> **TASK DIRECTIONS**
Transcribe all of the data below word for word, leaving the pictures out of your transcription.

↓

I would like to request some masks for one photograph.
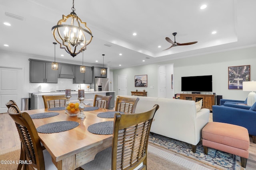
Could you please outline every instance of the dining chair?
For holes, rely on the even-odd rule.
[[[115,111],[128,113],[134,113],[137,103],[139,100],[139,98],[130,98],[118,96]]]
[[[46,109],[58,107],[64,107],[67,98],[65,95],[42,96]]]
[[[151,124],[159,106],[147,111],[115,115],[112,147],[97,153],[80,169],[146,170]]]
[[[93,106],[104,109],[109,109],[110,104],[110,100],[112,96],[101,96],[96,94],[94,97],[94,101]]]
[[[24,169],[38,170],[57,170],[52,161],[52,157],[41,146],[35,125],[29,115],[20,112],[16,105],[11,106],[7,111],[14,121],[21,142],[20,160],[26,160]],[[43,151],[43,150],[44,150]],[[19,164],[18,170],[21,170],[22,164]]]

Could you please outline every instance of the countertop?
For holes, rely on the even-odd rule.
[[[115,92],[113,91],[84,91],[84,94],[94,94],[94,93],[103,93],[111,92]],[[35,96],[41,96],[43,95],[63,95],[66,94],[65,92],[38,92],[33,93]],[[78,92],[71,92],[71,94],[77,94]]]

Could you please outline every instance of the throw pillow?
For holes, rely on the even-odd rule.
[[[256,102],[254,103],[254,104],[252,105],[252,107],[251,107],[251,108],[250,108],[249,110],[256,111]]]
[[[202,99],[201,99],[199,101],[196,102],[196,109],[197,112],[201,110],[201,107],[202,107]]]

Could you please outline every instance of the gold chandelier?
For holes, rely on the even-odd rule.
[[[65,50],[73,57],[86,49],[86,46],[92,39],[91,30],[86,26],[86,23],[83,22],[76,16],[74,11],[74,0],[73,0],[73,11],[67,16],[62,15],[57,25],[52,27],[52,33],[56,41],[60,44],[61,49]],[[88,40],[86,37],[89,36]]]

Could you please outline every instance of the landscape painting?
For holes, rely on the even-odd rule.
[[[139,75],[135,76],[135,87],[147,87],[148,75]]]
[[[228,67],[228,89],[242,89],[243,82],[250,81],[250,65]]]

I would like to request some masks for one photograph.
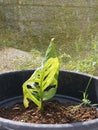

↑

> **ANSWER TO THIS TASK**
I would like to request some masks for one photograph.
Could you please outline every instance of the dining chair?
For holes, rely on the even-odd rule.
[[[115,111],[128,113],[134,113],[137,103],[139,100],[139,98],[130,98],[118,96]]]
[[[46,109],[58,107],[64,107],[67,98],[65,95],[42,96]]]
[[[151,124],[159,106],[147,111],[115,115],[112,147],[97,153],[80,169],[146,170]]]
[[[93,106],[104,109],[109,109],[110,104],[110,100],[112,96],[101,96],[96,94],[94,97],[94,101]]]
[[[24,169],[38,170],[57,170],[52,161],[52,157],[41,146],[35,125],[29,115],[20,112],[16,105],[11,106],[7,111],[14,121],[21,142],[20,160],[26,160]],[[43,151],[43,150],[44,150]],[[19,164],[18,170],[21,170],[22,164]]]

Could you please outline every instance of the countertop?
For holes, rely on the even-odd rule.
[[[115,92],[113,91],[84,91],[84,94],[94,94],[94,93],[103,93],[111,92]],[[35,96],[41,96],[43,95],[63,95],[66,94],[65,92],[38,92],[33,93]],[[78,92],[71,92],[71,94],[77,94]]]

Could you please outline every instance of the throw pillow?
For holes, rely on the even-odd rule.
[[[256,102],[254,103],[254,104],[252,105],[252,107],[251,107],[251,108],[250,108],[249,110],[256,111]]]
[[[202,99],[201,99],[199,101],[196,102],[196,109],[197,112],[201,110],[201,107],[202,107]]]

Could you please outline every instance of the gold chandelier?
For holes, rely on the even-odd rule.
[[[65,50],[73,57],[86,49],[86,46],[92,39],[91,30],[86,26],[86,23],[83,22],[76,16],[74,11],[74,0],[73,0],[73,11],[67,16],[62,15],[57,25],[52,27],[52,33],[56,41],[60,44],[61,49]],[[88,40],[86,37],[89,36]]]

Could you please outline every instance of the landscape painting?
For holes, rely on the even-odd rule.
[[[139,75],[135,76],[135,87],[147,87],[148,75]]]
[[[228,67],[228,89],[242,89],[243,82],[250,81],[250,65]]]

I would like to request some masks for one photograph.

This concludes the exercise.